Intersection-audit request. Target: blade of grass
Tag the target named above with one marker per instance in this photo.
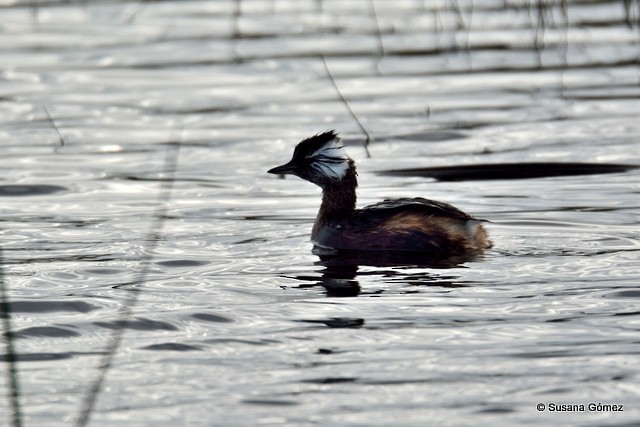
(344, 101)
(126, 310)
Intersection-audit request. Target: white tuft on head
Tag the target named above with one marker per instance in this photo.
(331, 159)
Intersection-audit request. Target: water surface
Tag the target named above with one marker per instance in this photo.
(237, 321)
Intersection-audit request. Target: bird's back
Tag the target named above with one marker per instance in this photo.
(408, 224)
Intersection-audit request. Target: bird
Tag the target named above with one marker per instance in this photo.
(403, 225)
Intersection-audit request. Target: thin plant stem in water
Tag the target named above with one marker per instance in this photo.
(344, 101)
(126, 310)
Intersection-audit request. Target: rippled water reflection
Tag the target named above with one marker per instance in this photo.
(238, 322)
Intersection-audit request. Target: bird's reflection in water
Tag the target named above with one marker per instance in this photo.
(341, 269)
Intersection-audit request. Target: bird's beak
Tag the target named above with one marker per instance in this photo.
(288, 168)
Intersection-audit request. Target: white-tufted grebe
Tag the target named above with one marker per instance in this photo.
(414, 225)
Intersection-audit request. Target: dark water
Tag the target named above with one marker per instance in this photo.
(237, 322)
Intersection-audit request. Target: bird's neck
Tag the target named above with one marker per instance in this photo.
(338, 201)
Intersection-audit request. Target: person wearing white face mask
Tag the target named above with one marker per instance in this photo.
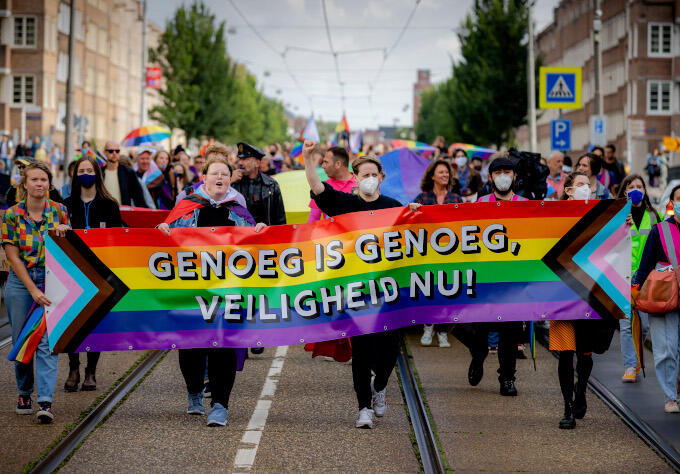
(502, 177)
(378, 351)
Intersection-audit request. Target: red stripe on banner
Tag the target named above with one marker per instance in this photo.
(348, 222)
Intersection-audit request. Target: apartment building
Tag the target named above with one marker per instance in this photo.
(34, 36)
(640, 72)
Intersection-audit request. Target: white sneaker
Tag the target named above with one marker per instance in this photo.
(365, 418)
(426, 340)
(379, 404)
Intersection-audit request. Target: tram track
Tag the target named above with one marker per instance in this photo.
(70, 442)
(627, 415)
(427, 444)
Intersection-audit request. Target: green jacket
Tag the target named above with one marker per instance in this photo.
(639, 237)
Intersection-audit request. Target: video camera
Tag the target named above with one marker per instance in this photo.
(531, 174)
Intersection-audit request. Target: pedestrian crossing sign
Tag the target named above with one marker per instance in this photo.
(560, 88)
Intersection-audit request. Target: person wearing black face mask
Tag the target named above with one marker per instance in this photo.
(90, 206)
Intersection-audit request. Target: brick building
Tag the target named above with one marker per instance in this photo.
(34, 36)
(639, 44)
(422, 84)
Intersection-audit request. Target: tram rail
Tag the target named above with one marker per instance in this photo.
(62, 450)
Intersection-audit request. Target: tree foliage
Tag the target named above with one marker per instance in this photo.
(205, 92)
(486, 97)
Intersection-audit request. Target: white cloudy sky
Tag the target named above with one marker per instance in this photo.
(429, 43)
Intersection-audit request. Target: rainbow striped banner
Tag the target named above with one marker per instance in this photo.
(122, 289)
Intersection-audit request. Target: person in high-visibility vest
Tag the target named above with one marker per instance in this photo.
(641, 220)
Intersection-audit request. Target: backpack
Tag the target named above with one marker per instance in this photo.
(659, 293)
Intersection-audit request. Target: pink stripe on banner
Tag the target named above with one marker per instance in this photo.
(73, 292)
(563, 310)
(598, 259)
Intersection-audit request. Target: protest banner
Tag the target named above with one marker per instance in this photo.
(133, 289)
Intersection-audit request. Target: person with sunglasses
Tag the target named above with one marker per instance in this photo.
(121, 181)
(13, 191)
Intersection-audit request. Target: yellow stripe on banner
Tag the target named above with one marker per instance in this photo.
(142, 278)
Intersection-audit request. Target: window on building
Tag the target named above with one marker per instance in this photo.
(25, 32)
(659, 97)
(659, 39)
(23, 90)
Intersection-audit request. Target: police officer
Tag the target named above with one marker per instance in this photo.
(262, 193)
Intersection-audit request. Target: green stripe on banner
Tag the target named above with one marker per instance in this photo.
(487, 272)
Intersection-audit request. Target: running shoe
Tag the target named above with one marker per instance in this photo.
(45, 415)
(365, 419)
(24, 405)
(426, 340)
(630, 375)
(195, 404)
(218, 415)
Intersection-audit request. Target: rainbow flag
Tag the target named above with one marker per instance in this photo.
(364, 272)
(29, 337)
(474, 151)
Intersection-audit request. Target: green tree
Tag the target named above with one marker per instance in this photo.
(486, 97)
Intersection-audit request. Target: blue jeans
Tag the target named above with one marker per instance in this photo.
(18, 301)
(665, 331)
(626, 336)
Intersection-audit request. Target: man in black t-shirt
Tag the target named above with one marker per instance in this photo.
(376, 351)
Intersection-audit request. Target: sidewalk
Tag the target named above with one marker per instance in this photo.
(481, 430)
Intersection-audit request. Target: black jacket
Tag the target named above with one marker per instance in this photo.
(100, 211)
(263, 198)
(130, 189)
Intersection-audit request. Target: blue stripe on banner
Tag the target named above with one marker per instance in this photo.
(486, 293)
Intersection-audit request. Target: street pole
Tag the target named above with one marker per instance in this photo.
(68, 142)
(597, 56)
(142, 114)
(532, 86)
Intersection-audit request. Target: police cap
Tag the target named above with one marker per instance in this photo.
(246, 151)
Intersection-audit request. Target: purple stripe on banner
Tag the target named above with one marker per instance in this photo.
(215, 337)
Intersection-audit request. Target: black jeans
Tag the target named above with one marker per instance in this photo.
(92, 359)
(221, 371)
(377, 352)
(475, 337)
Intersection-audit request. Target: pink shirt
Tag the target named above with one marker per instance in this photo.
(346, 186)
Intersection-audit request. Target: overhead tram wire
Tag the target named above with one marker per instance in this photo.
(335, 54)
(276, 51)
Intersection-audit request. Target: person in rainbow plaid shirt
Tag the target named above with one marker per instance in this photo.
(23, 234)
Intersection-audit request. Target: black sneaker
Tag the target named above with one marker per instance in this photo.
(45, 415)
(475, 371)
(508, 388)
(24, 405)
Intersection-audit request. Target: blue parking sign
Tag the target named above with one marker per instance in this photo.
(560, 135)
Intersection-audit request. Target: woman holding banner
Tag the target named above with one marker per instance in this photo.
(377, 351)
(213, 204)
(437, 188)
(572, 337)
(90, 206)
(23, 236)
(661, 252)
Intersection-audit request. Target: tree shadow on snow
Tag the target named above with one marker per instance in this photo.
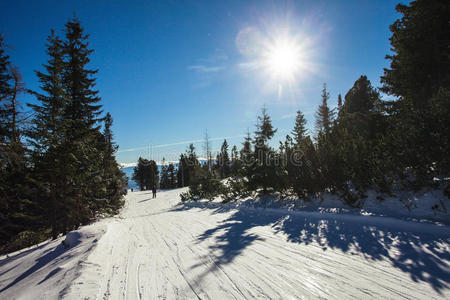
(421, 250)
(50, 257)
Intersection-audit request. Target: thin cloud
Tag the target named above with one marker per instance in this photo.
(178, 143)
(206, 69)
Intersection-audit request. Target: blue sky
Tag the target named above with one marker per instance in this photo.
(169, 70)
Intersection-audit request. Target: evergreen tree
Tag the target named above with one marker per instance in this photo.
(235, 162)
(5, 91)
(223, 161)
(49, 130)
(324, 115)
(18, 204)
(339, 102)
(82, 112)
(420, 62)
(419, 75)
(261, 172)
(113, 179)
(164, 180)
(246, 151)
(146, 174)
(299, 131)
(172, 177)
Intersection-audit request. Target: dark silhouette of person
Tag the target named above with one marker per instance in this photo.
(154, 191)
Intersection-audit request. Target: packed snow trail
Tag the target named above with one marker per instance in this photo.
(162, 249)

◆ ◆ ◆ ◆

Short problem —
Please copy out the entries word for word, beginning at the line that contains "Intersection-audit request. Target: blue sky" and continuing through the last line of the entries.

Answer —
Intersection-audit request. Target: blue sky
Tag the target named above with one marker per instance in this photo.
(169, 70)
Intersection-audit request. Target: evergreen tree
Tag the target named above with one marker per instance in this photo.
(235, 162)
(5, 91)
(223, 161)
(49, 130)
(324, 115)
(18, 204)
(339, 102)
(82, 112)
(420, 62)
(419, 75)
(261, 172)
(113, 179)
(164, 180)
(246, 151)
(146, 174)
(299, 131)
(172, 177)
Intersection-audit request. Target: dark silhouette of person
Tag the target named above with one marker per instance in this photo.
(154, 191)
Intersection-audit request. Target: packed snow trail
Tag the target named above with one marker per instance in this photo.
(162, 249)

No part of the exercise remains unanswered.